Exercise data:

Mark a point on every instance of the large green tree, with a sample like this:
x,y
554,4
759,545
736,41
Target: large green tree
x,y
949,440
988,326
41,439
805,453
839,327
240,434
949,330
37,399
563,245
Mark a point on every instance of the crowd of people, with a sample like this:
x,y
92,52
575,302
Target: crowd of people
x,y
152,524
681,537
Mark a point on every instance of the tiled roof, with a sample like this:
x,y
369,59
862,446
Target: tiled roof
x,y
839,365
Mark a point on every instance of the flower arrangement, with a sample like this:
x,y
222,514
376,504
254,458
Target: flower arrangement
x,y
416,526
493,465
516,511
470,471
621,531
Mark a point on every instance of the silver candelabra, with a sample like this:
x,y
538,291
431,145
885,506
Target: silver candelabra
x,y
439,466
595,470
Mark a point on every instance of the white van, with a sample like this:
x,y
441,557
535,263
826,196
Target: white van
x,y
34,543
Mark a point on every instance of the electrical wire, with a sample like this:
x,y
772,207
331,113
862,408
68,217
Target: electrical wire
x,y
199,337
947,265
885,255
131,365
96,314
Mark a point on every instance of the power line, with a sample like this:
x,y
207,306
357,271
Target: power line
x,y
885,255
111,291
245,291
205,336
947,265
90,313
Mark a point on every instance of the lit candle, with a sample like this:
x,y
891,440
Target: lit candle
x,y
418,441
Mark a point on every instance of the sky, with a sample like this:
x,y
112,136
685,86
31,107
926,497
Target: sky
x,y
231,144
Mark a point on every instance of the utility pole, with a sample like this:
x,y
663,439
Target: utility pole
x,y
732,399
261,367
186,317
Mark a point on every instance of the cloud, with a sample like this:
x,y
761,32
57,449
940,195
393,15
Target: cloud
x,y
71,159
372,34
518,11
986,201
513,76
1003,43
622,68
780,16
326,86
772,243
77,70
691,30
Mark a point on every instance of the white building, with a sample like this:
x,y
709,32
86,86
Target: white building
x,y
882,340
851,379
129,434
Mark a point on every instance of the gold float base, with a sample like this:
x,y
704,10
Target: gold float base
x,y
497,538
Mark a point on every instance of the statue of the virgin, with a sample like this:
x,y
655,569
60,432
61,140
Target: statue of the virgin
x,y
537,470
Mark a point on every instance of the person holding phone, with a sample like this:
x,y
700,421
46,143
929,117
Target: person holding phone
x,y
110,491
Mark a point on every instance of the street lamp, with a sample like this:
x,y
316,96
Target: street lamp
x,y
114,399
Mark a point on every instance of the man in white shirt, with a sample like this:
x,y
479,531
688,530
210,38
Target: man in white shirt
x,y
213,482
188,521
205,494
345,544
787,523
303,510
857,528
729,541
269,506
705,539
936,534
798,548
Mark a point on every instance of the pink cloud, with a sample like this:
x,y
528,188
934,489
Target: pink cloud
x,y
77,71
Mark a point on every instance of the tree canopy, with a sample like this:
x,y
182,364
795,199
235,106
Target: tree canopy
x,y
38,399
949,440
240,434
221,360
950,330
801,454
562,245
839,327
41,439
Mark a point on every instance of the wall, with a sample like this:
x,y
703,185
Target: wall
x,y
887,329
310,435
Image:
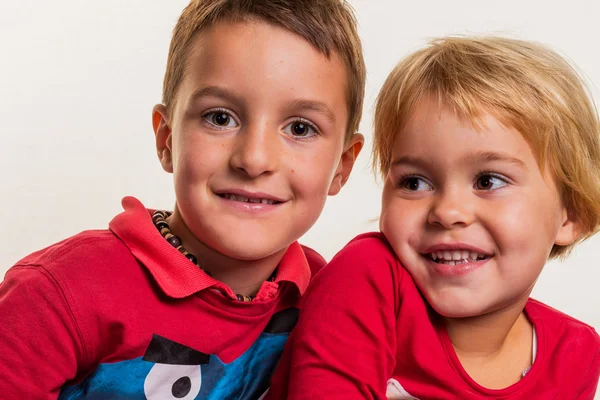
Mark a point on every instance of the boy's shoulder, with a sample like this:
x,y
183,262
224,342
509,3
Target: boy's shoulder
x,y
94,256
85,246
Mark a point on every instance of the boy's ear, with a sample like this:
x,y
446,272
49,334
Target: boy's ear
x,y
342,173
162,132
570,230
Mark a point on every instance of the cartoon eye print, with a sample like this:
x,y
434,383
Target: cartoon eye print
x,y
177,373
167,381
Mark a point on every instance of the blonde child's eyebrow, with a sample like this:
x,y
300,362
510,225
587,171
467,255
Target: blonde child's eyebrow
x,y
318,106
213,91
476,157
491,156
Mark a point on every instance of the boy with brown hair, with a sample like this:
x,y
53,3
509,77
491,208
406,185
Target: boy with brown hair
x,y
490,151
262,101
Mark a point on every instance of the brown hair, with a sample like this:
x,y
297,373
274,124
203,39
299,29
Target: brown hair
x,y
524,85
329,25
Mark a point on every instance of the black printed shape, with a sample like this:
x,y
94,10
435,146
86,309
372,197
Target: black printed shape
x,y
283,322
164,351
182,387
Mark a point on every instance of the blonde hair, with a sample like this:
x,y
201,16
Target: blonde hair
x,y
329,25
525,86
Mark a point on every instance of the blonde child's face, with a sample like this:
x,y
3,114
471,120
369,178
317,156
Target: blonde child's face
x,y
469,213
257,137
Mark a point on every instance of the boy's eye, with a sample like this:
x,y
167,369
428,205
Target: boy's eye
x,y
489,182
220,119
301,129
414,184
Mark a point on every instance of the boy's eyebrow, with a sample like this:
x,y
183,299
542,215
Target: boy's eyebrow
x,y
318,106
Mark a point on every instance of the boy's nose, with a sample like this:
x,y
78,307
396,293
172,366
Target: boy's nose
x,y
256,151
451,209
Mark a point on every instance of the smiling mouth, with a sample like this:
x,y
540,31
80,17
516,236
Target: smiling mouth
x,y
251,200
456,257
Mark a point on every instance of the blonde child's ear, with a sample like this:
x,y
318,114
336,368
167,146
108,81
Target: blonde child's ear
x,y
162,132
571,229
342,173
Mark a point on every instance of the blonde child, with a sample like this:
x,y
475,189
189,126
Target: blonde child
x,y
490,152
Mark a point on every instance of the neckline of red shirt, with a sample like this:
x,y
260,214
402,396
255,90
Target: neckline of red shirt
x,y
175,274
532,374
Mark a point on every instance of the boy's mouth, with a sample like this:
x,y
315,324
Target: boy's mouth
x,y
245,199
455,257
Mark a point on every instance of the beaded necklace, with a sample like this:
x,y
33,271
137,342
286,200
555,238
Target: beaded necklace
x,y
160,221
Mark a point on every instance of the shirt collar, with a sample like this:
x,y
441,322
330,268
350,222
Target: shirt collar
x,y
175,274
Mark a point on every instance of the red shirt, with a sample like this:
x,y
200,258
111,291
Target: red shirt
x,y
120,313
365,330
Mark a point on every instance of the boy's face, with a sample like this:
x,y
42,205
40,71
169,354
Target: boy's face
x,y
477,198
256,139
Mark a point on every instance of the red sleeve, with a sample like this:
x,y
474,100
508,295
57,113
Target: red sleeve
x,y
590,383
40,341
344,344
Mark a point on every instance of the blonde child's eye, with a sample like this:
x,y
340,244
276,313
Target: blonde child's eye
x,y
301,129
414,184
220,119
489,182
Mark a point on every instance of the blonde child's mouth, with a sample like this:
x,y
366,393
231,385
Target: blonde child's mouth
x,y
245,199
456,257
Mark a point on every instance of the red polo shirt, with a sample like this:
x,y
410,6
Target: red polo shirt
x,y
101,312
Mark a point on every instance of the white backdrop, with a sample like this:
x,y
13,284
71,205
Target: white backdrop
x,y
78,80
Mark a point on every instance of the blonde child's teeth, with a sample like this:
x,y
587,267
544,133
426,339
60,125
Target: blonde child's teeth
x,y
455,257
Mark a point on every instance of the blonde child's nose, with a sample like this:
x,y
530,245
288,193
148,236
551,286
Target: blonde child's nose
x,y
451,209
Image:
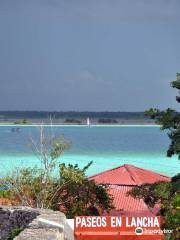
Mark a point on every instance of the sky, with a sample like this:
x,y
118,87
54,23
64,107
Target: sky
x,y
95,55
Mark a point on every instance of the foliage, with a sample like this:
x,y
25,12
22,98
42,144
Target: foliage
x,y
170,120
166,194
79,195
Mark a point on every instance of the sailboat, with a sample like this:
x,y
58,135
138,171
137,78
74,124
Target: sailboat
x,y
88,122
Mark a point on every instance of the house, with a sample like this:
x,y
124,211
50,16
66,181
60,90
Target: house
x,y
120,181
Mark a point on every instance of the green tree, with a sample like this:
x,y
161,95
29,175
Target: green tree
x,y
80,196
169,120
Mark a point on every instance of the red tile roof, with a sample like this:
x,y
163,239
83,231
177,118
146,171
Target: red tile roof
x,y
127,205
129,175
121,180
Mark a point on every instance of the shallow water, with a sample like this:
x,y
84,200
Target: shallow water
x,y
107,147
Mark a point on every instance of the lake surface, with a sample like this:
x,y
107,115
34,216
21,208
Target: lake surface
x,y
107,147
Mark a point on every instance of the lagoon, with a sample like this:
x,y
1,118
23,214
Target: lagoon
x,y
107,146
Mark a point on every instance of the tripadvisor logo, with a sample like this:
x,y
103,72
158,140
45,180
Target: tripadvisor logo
x,y
139,231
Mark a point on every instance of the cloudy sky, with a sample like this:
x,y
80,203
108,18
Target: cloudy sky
x,y
116,55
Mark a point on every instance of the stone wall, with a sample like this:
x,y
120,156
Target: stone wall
x,y
39,224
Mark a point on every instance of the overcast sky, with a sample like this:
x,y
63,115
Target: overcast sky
x,y
116,55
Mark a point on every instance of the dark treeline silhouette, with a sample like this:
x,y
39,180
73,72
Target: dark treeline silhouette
x,y
70,114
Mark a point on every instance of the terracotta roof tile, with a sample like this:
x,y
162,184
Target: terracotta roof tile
x,y
129,175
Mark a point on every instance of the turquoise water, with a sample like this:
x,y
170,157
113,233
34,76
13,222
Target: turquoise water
x,y
107,147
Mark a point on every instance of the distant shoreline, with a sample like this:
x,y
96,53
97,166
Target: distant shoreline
x,y
78,125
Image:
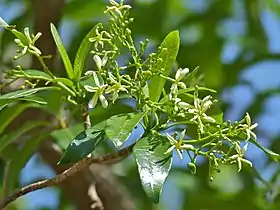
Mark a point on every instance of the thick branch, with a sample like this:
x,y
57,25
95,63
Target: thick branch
x,y
78,167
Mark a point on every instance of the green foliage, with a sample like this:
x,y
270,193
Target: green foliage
x,y
83,144
82,53
168,53
164,101
63,53
153,165
119,127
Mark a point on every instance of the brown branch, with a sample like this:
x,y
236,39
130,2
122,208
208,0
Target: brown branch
x,y
77,167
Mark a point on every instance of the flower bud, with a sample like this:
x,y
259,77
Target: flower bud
x,y
181,73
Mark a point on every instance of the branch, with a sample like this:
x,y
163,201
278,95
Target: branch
x,y
77,167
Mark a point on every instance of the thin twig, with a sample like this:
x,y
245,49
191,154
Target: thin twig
x,y
79,166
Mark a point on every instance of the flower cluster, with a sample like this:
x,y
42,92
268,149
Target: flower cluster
x,y
180,105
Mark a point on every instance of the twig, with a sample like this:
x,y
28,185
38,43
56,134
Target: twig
x,y
79,166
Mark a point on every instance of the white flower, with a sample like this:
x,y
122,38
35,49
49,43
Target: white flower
x,y
28,44
178,145
249,127
115,88
100,62
181,73
99,90
239,156
200,107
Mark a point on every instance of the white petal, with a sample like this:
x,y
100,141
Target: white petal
x,y
103,101
90,89
170,149
171,139
98,61
181,73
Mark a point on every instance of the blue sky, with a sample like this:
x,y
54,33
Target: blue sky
x,y
262,76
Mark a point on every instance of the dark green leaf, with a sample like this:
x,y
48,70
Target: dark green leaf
x,y
19,160
63,53
37,74
84,144
171,43
119,127
153,165
64,136
82,53
9,138
65,81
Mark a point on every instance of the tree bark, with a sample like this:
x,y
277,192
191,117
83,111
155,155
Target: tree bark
x,y
81,188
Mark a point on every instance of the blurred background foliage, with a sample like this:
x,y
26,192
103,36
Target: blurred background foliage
x,y
236,45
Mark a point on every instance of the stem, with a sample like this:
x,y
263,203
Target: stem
x,y
77,167
85,114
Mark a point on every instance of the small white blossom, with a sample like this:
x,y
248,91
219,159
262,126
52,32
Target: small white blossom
x,y
249,127
115,88
98,91
100,62
181,73
239,157
28,44
200,107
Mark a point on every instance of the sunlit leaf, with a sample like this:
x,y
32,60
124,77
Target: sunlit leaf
x,y
119,127
84,144
63,53
64,136
153,165
171,43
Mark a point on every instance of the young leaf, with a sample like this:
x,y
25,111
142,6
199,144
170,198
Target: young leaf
x,y
84,144
63,53
153,165
119,127
83,53
19,160
63,136
171,43
36,74
9,138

Given exercise: Write out the lines above from the one containing "Mark a point on every instance of the small" through the last, exactly as they are.

Full response:
Mark a point on every instance of the small white blossom, with a sample like this:
x,y
248,91
219,159
262,126
52,32
Target: small white blossom
x,y
249,127
115,88
98,91
100,62
181,73
239,157
28,44
200,107
Mark a point on every instance of the sunlit leaf, with a sample like this:
x,y
32,60
124,77
Target: sunlit leaf
x,y
119,127
84,144
63,53
64,136
153,165
171,43
Mark a point on every instance of the young leaf, with a sample like this:
x,y
25,111
142,6
199,144
170,198
Target: young leaf
x,y
84,144
63,53
153,165
119,127
83,53
19,160
63,136
171,43
36,74
9,138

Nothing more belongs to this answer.